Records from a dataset
++++++
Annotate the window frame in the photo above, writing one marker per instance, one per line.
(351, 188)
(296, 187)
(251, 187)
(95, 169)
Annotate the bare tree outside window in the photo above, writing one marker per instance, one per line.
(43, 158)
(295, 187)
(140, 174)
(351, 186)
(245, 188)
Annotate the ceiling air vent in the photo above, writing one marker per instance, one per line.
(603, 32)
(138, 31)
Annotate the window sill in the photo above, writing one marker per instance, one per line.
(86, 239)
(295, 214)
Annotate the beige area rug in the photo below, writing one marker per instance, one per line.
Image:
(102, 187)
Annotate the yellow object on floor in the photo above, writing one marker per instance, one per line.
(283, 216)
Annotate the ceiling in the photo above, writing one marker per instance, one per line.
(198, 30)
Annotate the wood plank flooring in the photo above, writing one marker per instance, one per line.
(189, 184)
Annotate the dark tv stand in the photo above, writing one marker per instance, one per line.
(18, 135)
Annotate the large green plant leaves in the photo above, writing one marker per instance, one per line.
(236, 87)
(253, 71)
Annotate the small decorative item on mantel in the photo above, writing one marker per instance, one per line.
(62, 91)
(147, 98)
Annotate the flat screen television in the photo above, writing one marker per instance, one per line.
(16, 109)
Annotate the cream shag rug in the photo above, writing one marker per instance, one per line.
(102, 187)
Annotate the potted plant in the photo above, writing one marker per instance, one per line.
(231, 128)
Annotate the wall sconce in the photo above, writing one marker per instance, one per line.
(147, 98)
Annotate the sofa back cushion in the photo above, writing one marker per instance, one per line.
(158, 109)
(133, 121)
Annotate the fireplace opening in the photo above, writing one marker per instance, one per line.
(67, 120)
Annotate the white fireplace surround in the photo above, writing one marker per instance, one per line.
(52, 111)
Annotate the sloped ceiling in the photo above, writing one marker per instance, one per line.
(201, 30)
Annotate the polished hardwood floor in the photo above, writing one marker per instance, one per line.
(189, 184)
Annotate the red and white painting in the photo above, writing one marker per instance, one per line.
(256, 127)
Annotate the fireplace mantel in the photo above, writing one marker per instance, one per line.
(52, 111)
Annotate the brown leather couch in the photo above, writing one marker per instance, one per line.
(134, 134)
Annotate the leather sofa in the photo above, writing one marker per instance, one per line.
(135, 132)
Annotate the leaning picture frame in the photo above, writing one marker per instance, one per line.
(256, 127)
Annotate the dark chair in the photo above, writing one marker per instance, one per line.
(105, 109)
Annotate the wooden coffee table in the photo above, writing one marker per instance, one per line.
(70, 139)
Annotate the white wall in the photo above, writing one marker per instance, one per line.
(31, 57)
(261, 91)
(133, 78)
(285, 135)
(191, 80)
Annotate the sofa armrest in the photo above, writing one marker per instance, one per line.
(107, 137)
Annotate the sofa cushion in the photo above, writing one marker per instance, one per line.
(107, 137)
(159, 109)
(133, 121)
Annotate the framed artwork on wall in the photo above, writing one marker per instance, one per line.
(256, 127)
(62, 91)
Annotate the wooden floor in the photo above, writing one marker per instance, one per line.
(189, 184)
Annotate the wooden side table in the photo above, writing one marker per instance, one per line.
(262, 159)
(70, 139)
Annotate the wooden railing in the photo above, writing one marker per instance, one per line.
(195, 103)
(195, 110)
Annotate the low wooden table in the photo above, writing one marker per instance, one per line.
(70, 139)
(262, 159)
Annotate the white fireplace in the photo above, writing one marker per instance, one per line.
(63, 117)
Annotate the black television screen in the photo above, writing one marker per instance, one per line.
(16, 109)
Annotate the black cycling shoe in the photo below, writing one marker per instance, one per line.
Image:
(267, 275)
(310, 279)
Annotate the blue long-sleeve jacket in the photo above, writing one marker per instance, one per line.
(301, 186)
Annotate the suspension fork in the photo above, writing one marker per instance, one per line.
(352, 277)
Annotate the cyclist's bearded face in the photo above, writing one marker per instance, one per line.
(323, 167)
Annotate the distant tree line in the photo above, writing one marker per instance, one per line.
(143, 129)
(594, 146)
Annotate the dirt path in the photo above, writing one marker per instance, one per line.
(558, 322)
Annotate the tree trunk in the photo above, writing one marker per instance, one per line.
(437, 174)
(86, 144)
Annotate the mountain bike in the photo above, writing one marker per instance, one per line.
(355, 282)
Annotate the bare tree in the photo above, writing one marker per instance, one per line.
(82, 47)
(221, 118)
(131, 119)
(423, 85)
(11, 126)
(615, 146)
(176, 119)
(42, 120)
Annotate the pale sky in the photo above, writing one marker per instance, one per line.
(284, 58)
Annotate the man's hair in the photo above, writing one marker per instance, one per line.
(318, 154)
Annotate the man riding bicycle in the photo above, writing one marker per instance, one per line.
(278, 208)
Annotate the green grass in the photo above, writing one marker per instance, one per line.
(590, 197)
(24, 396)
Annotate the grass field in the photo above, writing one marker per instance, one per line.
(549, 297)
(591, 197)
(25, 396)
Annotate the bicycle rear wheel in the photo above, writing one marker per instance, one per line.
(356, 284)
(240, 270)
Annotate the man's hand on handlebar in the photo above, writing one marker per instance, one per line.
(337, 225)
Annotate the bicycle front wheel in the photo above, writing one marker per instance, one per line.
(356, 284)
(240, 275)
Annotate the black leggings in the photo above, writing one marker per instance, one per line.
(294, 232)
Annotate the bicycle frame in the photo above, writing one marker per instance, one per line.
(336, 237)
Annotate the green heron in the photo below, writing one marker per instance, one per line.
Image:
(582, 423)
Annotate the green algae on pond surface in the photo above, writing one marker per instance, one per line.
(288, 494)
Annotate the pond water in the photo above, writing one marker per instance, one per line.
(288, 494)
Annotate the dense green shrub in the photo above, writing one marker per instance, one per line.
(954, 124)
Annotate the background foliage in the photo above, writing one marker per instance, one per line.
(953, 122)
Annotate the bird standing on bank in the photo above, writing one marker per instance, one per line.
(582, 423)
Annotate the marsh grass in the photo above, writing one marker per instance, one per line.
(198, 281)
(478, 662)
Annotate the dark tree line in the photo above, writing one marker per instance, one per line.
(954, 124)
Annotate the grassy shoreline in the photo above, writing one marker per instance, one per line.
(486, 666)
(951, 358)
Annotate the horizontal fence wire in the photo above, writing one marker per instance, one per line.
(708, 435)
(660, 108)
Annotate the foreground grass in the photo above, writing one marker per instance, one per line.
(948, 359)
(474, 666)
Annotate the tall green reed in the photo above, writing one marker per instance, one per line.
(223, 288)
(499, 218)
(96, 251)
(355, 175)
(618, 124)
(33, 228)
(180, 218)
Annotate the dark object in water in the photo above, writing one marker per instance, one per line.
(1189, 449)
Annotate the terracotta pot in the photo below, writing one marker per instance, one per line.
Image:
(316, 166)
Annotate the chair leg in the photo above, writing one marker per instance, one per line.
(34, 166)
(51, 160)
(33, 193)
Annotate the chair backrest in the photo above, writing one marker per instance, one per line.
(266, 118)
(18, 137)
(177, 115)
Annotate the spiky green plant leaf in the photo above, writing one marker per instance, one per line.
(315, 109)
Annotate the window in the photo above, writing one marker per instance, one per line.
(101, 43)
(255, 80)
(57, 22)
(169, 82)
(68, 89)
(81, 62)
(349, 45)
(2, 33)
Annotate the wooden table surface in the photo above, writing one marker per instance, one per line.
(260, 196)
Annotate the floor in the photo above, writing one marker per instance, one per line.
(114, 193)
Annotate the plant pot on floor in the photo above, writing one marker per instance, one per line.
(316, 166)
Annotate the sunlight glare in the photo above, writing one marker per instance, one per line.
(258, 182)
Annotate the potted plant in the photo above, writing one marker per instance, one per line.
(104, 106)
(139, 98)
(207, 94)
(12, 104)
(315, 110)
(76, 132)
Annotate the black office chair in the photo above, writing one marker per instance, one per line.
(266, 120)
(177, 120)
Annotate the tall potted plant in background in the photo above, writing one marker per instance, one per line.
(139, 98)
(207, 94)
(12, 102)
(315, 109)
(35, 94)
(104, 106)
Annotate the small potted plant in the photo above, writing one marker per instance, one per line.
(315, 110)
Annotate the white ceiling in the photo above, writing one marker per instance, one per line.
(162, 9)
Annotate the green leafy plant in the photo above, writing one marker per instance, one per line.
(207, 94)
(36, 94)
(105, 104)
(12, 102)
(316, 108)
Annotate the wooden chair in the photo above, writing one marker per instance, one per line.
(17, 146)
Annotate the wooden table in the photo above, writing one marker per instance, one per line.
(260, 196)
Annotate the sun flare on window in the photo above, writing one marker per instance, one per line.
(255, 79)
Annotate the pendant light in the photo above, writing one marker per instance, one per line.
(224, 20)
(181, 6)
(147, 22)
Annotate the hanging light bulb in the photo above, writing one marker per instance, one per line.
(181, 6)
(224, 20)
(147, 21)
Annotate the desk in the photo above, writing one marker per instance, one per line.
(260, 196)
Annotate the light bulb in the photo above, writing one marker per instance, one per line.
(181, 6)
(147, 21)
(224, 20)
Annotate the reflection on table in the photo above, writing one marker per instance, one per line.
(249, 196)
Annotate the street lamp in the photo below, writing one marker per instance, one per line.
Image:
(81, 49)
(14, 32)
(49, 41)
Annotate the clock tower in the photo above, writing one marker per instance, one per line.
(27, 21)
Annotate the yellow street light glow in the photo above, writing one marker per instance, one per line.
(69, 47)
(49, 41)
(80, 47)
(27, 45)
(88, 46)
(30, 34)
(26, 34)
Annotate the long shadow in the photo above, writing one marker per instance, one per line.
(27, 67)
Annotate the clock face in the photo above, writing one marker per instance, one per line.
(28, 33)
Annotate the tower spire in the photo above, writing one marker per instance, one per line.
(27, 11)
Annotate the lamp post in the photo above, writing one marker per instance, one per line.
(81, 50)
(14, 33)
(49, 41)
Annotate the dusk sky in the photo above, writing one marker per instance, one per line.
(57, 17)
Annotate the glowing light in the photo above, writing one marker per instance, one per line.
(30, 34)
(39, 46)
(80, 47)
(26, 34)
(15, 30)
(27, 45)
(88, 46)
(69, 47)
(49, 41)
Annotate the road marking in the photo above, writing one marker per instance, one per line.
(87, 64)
++++++
Work instruction
The answer must be every line from the records above that contains the word "below", copied out.

Solution to this exercise
Annotate the beige area rug in the photo below, writing one marker per instance, one per line.
Annotate the black cycling shoe in the photo below, writing one marker per instance, one per line.
Annotate the green heron in the photo below, writing one marker per instance, one per line.
Annotate the terracotta pot in the photo below, writing one marker per instance, one per line.
Annotate the street lamp in the photo below, writing one marker per instance, one per line.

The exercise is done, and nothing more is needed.